▸ **WHAT TO PRODUCE**
Output each line of the entries below as a JSON list of strings, one string per line, with blank lines omitted. Do not include the pictures.

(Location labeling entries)
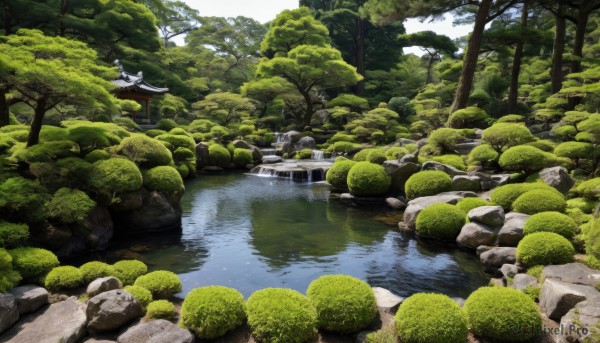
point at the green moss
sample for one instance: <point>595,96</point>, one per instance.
<point>32,263</point>
<point>142,295</point>
<point>431,318</point>
<point>129,270</point>
<point>344,303</point>
<point>551,222</point>
<point>161,283</point>
<point>212,311</point>
<point>13,235</point>
<point>425,183</point>
<point>64,277</point>
<point>544,248</point>
<point>502,314</point>
<point>366,179</point>
<point>279,315</point>
<point>440,221</point>
<point>540,200</point>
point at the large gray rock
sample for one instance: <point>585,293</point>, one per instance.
<point>111,310</point>
<point>155,331</point>
<point>579,322</point>
<point>9,312</point>
<point>557,297</point>
<point>497,256</point>
<point>60,322</point>
<point>473,235</point>
<point>417,205</point>
<point>576,273</point>
<point>511,232</point>
<point>386,300</point>
<point>29,298</point>
<point>492,216</point>
<point>102,285</point>
<point>558,178</point>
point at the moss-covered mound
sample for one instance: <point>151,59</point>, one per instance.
<point>544,248</point>
<point>212,311</point>
<point>431,318</point>
<point>280,315</point>
<point>344,303</point>
<point>365,178</point>
<point>502,314</point>
<point>425,183</point>
<point>440,221</point>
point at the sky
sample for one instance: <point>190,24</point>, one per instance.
<point>266,10</point>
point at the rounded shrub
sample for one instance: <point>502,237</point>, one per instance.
<point>280,315</point>
<point>366,179</point>
<point>544,248</point>
<point>63,277</point>
<point>540,200</point>
<point>441,221</point>
<point>344,303</point>
<point>431,318</point>
<point>428,182</point>
<point>161,309</point>
<point>242,157</point>
<point>142,295</point>
<point>212,311</point>
<point>161,283</point>
<point>13,235</point>
<point>219,156</point>
<point>163,179</point>
<point>32,263</point>
<point>129,270</point>
<point>502,314</point>
<point>94,270</point>
<point>551,222</point>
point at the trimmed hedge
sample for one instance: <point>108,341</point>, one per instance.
<point>212,311</point>
<point>365,178</point>
<point>441,221</point>
<point>344,303</point>
<point>278,315</point>
<point>161,283</point>
<point>431,318</point>
<point>551,222</point>
<point>428,182</point>
<point>544,248</point>
<point>502,314</point>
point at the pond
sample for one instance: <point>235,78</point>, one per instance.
<point>250,232</point>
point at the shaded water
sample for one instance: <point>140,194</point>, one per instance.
<point>249,233</point>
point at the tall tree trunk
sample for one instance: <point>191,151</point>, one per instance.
<point>559,47</point>
<point>465,82</point>
<point>36,124</point>
<point>516,69</point>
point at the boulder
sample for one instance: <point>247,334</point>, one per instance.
<point>400,172</point>
<point>466,183</point>
<point>557,297</point>
<point>111,310</point>
<point>155,331</point>
<point>60,322</point>
<point>473,235</point>
<point>511,232</point>
<point>387,301</point>
<point>497,256</point>
<point>102,285</point>
<point>29,298</point>
<point>576,273</point>
<point>579,323</point>
<point>558,178</point>
<point>9,312</point>
<point>492,216</point>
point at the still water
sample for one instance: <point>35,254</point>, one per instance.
<point>250,232</point>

▸ **EXERCISE SOLUTION**
[
  "point at the green moss",
  "sample for one instance: <point>595,96</point>, one per instance.",
  "<point>32,263</point>",
  "<point>142,295</point>",
  "<point>431,318</point>",
  "<point>129,270</point>",
  "<point>344,303</point>",
  "<point>551,222</point>",
  "<point>161,283</point>",
  "<point>212,311</point>",
  "<point>13,235</point>",
  "<point>425,183</point>",
  "<point>64,277</point>",
  "<point>544,248</point>",
  "<point>502,314</point>",
  "<point>366,179</point>",
  "<point>279,315</point>",
  "<point>440,221</point>",
  "<point>540,200</point>",
  "point at the large gray rock",
  "sample for one instance: <point>585,293</point>, one per instance.",
  "<point>111,310</point>",
  "<point>155,331</point>",
  "<point>579,322</point>",
  "<point>9,312</point>",
  "<point>557,297</point>",
  "<point>497,256</point>",
  "<point>60,322</point>",
  "<point>473,235</point>",
  "<point>417,205</point>",
  "<point>576,273</point>",
  "<point>511,232</point>",
  "<point>386,300</point>",
  "<point>29,298</point>",
  "<point>492,216</point>",
  "<point>102,285</point>",
  "<point>558,178</point>",
  "point at the moss-covered mound",
  "sample for one instance: <point>151,59</point>, one per instance.",
  "<point>544,248</point>",
  "<point>212,311</point>",
  "<point>431,318</point>",
  "<point>280,315</point>",
  "<point>344,303</point>",
  "<point>365,178</point>",
  "<point>502,314</point>",
  "<point>425,183</point>",
  "<point>440,221</point>",
  "point at the sky",
  "sample for one instance: <point>190,24</point>, one per instance.",
  "<point>266,10</point>",
  "point at the rounded shrub",
  "sample for one instance: <point>502,237</point>, one per instance.",
  "<point>280,315</point>",
  "<point>366,179</point>",
  "<point>544,248</point>",
  "<point>63,277</point>",
  "<point>540,200</point>",
  "<point>441,221</point>",
  "<point>344,303</point>",
  "<point>431,318</point>",
  "<point>428,182</point>",
  "<point>161,309</point>",
  "<point>242,157</point>",
  "<point>142,295</point>",
  "<point>212,311</point>",
  "<point>161,283</point>",
  "<point>13,235</point>",
  "<point>219,156</point>",
  "<point>163,179</point>",
  "<point>32,263</point>",
  "<point>129,270</point>",
  "<point>502,314</point>",
  "<point>94,270</point>",
  "<point>551,222</point>",
  "point at the trimmed hedge",
  "sample for one instance: <point>108,341</point>, one per instance.",
  "<point>212,311</point>",
  "<point>365,178</point>",
  "<point>441,221</point>",
  "<point>344,303</point>",
  "<point>278,315</point>",
  "<point>161,283</point>",
  "<point>431,318</point>",
  "<point>551,222</point>",
  "<point>428,182</point>",
  "<point>544,248</point>",
  "<point>502,314</point>",
  "point at the pond",
  "sample for one instance: <point>235,78</point>, one per instance.",
  "<point>250,232</point>",
  "point at the shaded water",
  "sample for one instance: <point>140,194</point>, one per instance.",
  "<point>249,233</point>",
  "point at the tall tree trunk",
  "sample for one instance: <point>191,151</point>, one per instance.",
  "<point>559,47</point>",
  "<point>465,82</point>",
  "<point>36,124</point>",
  "<point>516,69</point>",
  "point at the boulder",
  "sample for one instance: <point>247,334</point>, one per instance.",
  "<point>400,172</point>",
  "<point>466,183</point>",
  "<point>557,297</point>",
  "<point>111,310</point>",
  "<point>155,331</point>",
  "<point>60,322</point>",
  "<point>473,235</point>",
  "<point>511,232</point>",
  "<point>387,301</point>",
  "<point>497,256</point>",
  "<point>102,285</point>",
  "<point>29,298</point>",
  "<point>576,273</point>",
  "<point>579,323</point>",
  "<point>558,178</point>",
  "<point>9,312</point>",
  "<point>492,216</point>",
  "point at the still water",
  "sample for one instance: <point>35,254</point>, one per instance.",
  "<point>250,232</point>"
]